====== Page text

Until the 19th century, the area was outside of central Kyiv and was known as Lybidska zemlya (land of Lybid) which had a couple of small villages (sloboda) Verkhnyolybidske and Nyzhnyolybidske. The current name the place assumed sometime in the second half of the 19th century as Demiivka of Khotiv volost. In 1909, the Kyiv entrepreneur David Margolin opened a private city tramway company in Demiivka. In 1918 it was included into Kyiv and in the 1920s through the 1960s carried the name of Stalinka. Under tihis name, the neighborhood is mentioned in the work of Ukrainian writer Oles Ulianenko, "Stalinka", which received the junior Shevchenko National Prize (existed in 1997–1999). Most of the neighborhood's older building were demolished already in 1970s.
Across from the National Library is located a building of the Holosiivskyi District State Administration.
The neighborhood is also home to number of older Kyiv industries among which are Kyiv Brewing Factory #1 (Soviet name for former Carl Schultz Brewery), Kyiv Roshen Factory (former Demiivka Sugar Factory), Factory "Kyivhuma" (Kyiv Rubber), Kyiv Artillery Shells Factory, and others.

============
====== Information supplied

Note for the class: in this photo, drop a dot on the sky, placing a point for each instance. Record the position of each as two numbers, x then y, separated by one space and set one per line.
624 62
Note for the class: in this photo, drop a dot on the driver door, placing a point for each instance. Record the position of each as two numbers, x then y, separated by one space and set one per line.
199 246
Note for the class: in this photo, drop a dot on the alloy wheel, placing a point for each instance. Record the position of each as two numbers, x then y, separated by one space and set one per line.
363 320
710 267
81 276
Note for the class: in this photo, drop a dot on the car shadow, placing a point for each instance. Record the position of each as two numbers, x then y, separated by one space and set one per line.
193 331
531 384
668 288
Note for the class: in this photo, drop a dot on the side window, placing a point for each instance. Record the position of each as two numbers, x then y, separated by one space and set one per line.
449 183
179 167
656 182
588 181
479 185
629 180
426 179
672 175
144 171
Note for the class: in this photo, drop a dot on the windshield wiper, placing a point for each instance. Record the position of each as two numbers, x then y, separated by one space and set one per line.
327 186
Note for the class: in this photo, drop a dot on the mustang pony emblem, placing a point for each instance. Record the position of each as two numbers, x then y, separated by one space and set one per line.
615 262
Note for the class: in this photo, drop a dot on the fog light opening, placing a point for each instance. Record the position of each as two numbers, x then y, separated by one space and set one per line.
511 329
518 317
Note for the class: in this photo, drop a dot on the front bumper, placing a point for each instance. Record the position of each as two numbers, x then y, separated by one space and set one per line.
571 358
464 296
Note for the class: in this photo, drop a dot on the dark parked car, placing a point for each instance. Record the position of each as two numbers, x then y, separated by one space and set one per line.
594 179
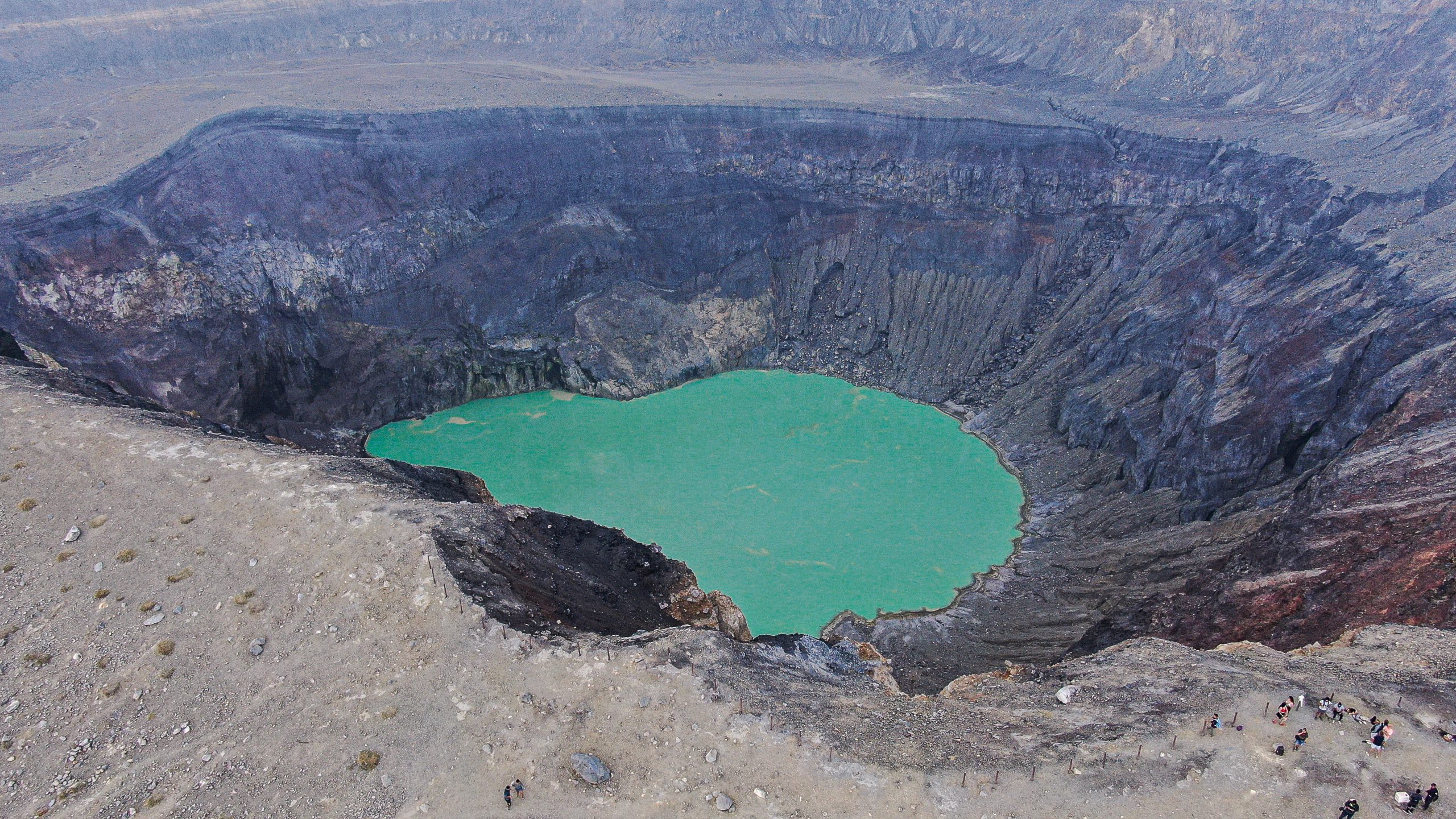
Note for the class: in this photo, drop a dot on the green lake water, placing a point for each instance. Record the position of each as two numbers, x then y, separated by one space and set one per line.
800 496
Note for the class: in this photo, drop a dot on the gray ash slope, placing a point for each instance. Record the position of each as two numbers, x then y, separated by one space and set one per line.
1225 381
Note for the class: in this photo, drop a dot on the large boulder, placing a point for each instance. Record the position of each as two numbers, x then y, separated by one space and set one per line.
590 767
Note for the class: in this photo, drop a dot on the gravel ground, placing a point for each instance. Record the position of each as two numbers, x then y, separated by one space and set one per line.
130 685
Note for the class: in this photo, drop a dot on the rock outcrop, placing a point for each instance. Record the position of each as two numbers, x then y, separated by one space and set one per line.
1222 378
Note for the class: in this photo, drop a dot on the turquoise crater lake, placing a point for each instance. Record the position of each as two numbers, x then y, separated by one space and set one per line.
800 496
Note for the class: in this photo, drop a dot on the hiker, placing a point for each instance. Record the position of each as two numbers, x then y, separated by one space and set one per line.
1376 744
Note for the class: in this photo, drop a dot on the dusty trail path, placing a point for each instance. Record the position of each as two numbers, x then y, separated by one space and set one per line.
366 649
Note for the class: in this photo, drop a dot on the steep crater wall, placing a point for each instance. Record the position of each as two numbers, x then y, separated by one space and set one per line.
1174 341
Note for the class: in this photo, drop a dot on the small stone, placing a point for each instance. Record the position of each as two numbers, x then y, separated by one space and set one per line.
590 768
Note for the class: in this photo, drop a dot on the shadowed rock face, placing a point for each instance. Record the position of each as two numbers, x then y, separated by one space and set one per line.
1219 384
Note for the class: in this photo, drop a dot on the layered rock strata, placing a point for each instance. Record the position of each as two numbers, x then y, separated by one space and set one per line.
1223 379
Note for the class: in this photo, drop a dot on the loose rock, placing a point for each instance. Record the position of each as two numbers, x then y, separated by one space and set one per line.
592 768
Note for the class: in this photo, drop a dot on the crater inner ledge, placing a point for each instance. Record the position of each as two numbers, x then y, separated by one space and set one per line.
1200 358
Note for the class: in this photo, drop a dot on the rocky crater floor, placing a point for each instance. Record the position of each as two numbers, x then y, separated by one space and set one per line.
201 624
1225 379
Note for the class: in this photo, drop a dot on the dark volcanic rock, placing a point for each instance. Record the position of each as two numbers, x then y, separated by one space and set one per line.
1218 381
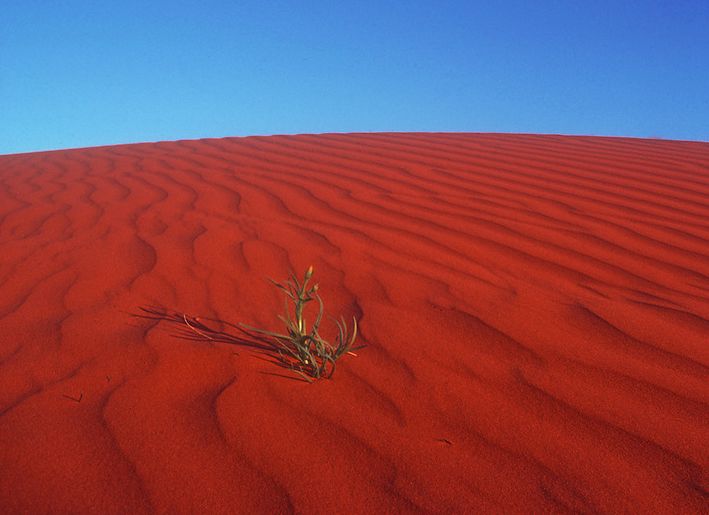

============

## Your instructions
Rewrite the Demiivka text's paragraph beginning "The neighborhood is also home" as a list of the older Kyiv industries it names, keeping each former name it gives.

## Result of the task
- Kyiv Brewing Factory #1 (Soviet name for the former Carl Schultz Brewery)
- Kyiv Roshen Factory (former Demiivka Sugar Factory)
- Factory "Kyivhuma" (Kyiv Rubber)
- Kyiv Artillery Shells Factory
- Others